— START OF Items —

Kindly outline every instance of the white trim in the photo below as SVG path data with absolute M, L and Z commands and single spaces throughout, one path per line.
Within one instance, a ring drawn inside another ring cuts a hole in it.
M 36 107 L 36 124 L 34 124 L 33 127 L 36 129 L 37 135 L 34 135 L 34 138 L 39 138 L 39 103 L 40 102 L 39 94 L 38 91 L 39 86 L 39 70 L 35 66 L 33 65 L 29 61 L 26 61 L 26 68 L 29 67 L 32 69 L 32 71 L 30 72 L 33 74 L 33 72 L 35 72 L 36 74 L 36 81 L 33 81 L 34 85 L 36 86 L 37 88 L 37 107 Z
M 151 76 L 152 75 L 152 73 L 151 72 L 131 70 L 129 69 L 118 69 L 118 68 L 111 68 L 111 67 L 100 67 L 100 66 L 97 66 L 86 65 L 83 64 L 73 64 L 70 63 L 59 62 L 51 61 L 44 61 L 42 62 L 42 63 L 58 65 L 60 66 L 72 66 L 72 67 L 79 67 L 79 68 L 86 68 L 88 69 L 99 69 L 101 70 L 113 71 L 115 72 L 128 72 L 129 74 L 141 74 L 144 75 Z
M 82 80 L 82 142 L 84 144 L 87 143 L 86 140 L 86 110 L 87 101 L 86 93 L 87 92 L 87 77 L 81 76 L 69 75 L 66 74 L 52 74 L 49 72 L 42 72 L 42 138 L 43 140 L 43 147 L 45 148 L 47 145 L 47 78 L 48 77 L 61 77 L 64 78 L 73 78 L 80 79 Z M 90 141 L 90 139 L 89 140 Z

— END OF Items —

- [Work to do] Count the rows above that contain the string "instance", treating uppercase and lowercase as different, and reply with the number alone.

- [Full output] 2